[Records supplied — start]

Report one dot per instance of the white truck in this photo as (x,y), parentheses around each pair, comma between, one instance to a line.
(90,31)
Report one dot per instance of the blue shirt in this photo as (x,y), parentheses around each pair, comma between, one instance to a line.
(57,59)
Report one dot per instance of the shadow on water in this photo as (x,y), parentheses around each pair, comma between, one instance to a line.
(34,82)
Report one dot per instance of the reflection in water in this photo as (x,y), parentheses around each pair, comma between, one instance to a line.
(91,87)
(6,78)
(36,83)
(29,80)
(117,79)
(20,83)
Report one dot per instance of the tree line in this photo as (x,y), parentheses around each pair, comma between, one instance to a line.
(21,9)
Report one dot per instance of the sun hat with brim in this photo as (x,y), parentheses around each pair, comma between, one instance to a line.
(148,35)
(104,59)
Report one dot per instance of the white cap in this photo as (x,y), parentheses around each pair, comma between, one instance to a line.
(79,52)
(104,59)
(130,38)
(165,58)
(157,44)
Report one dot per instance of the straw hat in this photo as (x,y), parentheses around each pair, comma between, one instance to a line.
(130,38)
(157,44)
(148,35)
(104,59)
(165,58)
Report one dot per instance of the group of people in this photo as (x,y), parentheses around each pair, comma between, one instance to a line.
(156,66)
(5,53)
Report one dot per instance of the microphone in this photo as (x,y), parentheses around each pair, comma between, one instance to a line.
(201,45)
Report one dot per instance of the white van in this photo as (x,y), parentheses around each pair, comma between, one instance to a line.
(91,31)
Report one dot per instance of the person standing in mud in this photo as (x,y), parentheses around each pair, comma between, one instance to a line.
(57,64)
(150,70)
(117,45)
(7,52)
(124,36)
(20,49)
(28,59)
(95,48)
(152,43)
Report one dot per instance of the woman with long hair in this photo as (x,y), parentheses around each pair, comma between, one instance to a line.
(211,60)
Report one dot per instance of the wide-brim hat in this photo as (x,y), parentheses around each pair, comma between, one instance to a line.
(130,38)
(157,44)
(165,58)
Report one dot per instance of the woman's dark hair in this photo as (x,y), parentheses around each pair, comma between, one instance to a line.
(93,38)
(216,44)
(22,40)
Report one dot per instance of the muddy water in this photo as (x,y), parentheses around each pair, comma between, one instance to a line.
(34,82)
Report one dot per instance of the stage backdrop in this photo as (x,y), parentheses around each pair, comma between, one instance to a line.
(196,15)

[Records supplied — finish]

● **Task directions**:
Every line above is to be transcribed exactly, with nothing missed.

● **Solution below**:
Report one dot per instance of the white truck in this photo as (x,y), parentheses around each pair, comma between, one instance to a line.
(90,31)
Report one dot per instance of the blue shirt in this photo as (x,y), parentheses around each pair, comma between, one instance to a line.
(57,59)
Report one dot per instance of the shadow on water in this photo as (x,y), parentheses around each pair, comma between, one instance to a line.
(34,82)
Report one dot per instance of the reflection in water in this photo as (x,y), parentheses around each pair, comma between, one instance to a line.
(91,87)
(6,78)
(36,83)
(29,80)
(117,79)
(20,83)
Report one dot per instance of the tree line in this photo as (x,y), parentheses around each pair, comma between, one instance to a line.
(21,9)
Report one dot per instance of the sun hat with brim in this photo as (x,y), parentheses around each pair, comma between, one instance to a line.
(148,35)
(104,59)
Report one dot per instance of the white cap in this photo as (x,y), parentheses around each pair, comma between, one instance to a line.
(79,52)
(104,59)
(130,38)
(165,58)
(157,44)
Report one dot per instance of the straw hat in this photo as (x,y), parentheses around each pair, comma between, one instance to a line.
(130,38)
(157,44)
(148,35)
(104,59)
(165,58)
Report one dot per instance of the group of people in this photo as (x,y), parentheses around each pair, comma between, one instance to a line.
(156,66)
(5,53)
Report one dot per instance of the microphone in this photo as (x,y), parentheses around each pair, comma between, one instance to a line.
(201,45)
Report one dot per instance of the white van in this photo as (x,y), parentheses around each pair, comma between, one instance to a line.
(91,31)
Report one dot per instance of the person standing in mud in this photo as (x,y), parentheses around each pair, comma between, one instance to a line.
(57,64)
(150,70)
(117,45)
(7,52)
(124,36)
(20,49)
(28,59)
(95,48)
(152,43)
Report one dot per instance of the woman with long hair in this photo as (x,y), parentheses around each pair, comma between, one instance to a line.
(211,60)
Report one dot per instance of the wide-brim hat in this photo as (x,y), parentheses around each pair, comma between, one instance to a line.
(130,38)
(157,44)
(165,58)
Report one dot per instance of the woman's dark hair in this photo as (x,y), parentheses around each pair, comma between, one instance to a line.
(93,38)
(216,44)
(22,40)
Report one dot per instance of the muddy water in this photo as (x,y), parentheses around each pair, comma between, one instance to a line.
(34,82)
Report one dot per instance of the stage backdrop in this photo as (x,y), parentheses around each pair, comma between, one instance to a line.
(196,15)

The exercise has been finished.